- [Görev 1] Metnin ardından gelen satırlarda, "Note: one point per instance of the wet" ifadesini içeren satırdan satırların sonuna kadar olan bölümü, her iki uç da dahil olmak üzere aynen tekrarlayın.

Yukarıdaki hüküm “işçi lehine şart ilkesi” olarak adlandırılan kuralın Türk İş Hukukundaki pozitif yansımasını oluşturmaktadır. Söz konusu hüküm gereğince normlar hiyerarşisinde iş sözleşmesine nazaran daha üstte bulunan toplu iş sözleşmeleri hükümleri yerine iş sözleşmeleri hükümleri ancak işçi lehine olmak koşuluyla uygulanma kabiliyetine sahiptir. Bir başka ifadeyle iş sözleşmesi ile toplu iş sözleşmesi karşı karşıya geldiğinde yani aynı konuda iş sözleşmesi ile toplu iş sözleşmesinde farklı düzenlemeler yer aldığında iş sözleşmesi hükmü daha işçi lehine olmak koşuluyla somut olaya tatbik edilebilir.
Somut olaya dönüldüğünde davacının iş sözleşmesi ile kararlaştırılan temel ücretinin davacı sendikalı olduğunda düşürüldüğü iddia edilmektedir. İşçinin sendikalı olduktan sonra ücret artışından tek taraflı vazgeçmesi mümkün değildir. Ücretin düşürülmesi işlemi 4857 sayılı İş Kanunu"nun 22. maddesine göre değil iddiaya göre toplu iş sözleşmesi ile yapılmıştır.
İşveren tarafından toplu iş sözleşmelerinin uygulanması neticesinde iş sözleşmesinde kararlaştırılan ücretin davacının sendikaya üyeliği ve TİS"den yaralanmaya başlanması üzerine düşürülmesi 2822 sayılı TİSGLK"nın 6. maddesi uyarınca işçi lehine şart ilkesinin ihlali niteliğinde olup, kanuna aykırıdır.
Diğer yandan Mahkemece davacının 01/04/2005 tarihinde yeni bir sözleşme ile ücretinin düşürülmesine muvafakat ettiğini kabul etmiştir.
Yargıtay Hukuk Genel Kurulunun 2013/22-530 E. 2013/717 K. ve 15.05.2013 tarihli kararında, "Toplu iş sözleşmesinin emredici hükümleri, iş sözleşmesi taraflarına tanınan sözleşme serbestisini sınırlayan ve çalışma koşullarının belirleyen önemli bir hukuk kaynağıdır. Bunun yanında, değişen ekonomik durumların, genel ya da sektörel krizlerin çalışma koşullarını ve bu arada toplu iş sözleşmelerini etkileyebileceği açıktır. Bu nedenle, çalışma koşullarının işçi lehine olarak değiştirilebileceği ve bunun hizmet akti hükmü olarak geçerli Olduğu 2822 sayılı Toplu İş Sözleşmesi Grev ve Lokavt Kanunu"nun 6. maddesinde öngörülmüştür. Ancak 2822 sayılı Kanun"un 6/2. maddesine Göre, toplu iş sözleşmesi düzeninin geçerli olduğu bir işyerinde çalışma koşullarında işçi aleyhine olarak yapılacak değişiklik, işçi ve işverenin ortak iradeleri ile dahi mümkün olmayacaktır.

- [Görev 2] Yukarıdaki metinde "İşveren tarafından toplu" ile "olup, kanuna aykırıdır." arasındaki bölümü, her ikisi de dahil, "kanuna" yerine "yasaya" koyarak yeniden yazın.

- [Gösterilen Veriler]
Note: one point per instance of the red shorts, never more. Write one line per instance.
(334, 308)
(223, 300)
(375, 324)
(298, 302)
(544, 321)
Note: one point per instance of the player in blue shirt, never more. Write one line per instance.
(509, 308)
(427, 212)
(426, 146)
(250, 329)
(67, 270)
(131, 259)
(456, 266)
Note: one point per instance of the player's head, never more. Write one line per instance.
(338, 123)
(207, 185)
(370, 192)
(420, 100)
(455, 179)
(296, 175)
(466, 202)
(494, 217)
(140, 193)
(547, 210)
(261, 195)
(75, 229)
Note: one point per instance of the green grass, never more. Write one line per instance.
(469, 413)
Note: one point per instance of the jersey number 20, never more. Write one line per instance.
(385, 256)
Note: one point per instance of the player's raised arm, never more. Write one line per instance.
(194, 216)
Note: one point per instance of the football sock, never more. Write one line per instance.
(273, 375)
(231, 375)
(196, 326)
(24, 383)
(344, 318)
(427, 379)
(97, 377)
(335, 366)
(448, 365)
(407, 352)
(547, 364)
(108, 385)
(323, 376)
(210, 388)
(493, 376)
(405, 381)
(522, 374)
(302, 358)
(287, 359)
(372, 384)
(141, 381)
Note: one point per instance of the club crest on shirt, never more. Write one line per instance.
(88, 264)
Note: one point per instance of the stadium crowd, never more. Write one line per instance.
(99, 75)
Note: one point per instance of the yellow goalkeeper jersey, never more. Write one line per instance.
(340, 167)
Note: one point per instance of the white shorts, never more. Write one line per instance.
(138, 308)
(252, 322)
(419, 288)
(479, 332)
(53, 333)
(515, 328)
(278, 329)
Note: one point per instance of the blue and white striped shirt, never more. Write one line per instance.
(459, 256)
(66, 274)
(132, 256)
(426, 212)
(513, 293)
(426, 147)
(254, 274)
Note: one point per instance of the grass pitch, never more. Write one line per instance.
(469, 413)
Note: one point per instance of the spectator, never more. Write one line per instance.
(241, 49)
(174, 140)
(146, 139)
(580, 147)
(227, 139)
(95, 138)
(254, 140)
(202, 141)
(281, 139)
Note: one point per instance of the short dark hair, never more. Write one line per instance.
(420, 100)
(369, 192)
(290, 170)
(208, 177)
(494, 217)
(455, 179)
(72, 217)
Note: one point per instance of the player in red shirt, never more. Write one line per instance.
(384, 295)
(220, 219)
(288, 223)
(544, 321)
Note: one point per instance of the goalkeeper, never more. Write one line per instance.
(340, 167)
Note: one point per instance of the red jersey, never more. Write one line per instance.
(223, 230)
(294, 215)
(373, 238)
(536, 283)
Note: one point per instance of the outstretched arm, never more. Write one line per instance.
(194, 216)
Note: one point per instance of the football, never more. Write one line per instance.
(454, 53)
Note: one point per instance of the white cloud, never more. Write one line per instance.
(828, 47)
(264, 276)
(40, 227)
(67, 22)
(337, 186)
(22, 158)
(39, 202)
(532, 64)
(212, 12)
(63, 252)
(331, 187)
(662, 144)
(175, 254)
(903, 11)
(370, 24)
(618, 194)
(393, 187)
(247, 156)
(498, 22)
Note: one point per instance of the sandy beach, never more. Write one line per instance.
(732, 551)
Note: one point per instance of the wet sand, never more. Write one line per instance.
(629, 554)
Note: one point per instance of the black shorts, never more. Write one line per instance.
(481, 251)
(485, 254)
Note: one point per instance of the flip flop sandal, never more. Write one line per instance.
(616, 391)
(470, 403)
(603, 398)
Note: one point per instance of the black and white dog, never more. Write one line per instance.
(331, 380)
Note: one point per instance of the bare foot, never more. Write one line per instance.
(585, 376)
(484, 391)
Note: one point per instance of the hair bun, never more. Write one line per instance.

- [Tam Yanıt 1]
Note: one point per instance of the wet sand, never more. Write one line per instance.
(629, 554)
Note: one point per instance of the black shorts, never more. Write one line per instance.
(481, 251)
(485, 254)
Note: one point per instance of the flip flop sandal, never more. Write one line per instance.
(616, 391)
(470, 403)
(603, 398)
Note: one point per instance of the black and white dog, never more. Write one line per instance.
(331, 380)
Note: one point per instance of the bare foot, never more. Write one line per instance.
(585, 376)
(484, 391)
Note: one point per instance of the hair bun, never more. Write one line per instance.

- [Tam Yanıt 2]
İşveren tarafından toplu iş sözleşmelerinin uygulanması neticesinde iş sözleşmesinde kararlaştırılan ücretin davacının sendikaya üyeliği ve TİS"den yaralanmaya başlanması üzerine düşürülmesi 2822 sayılı TİSGLK"nın 6. maddesi uyarınca işçi lehine şart ilkesinin ihlali niteliğinde olup, yasaya aykırıdır.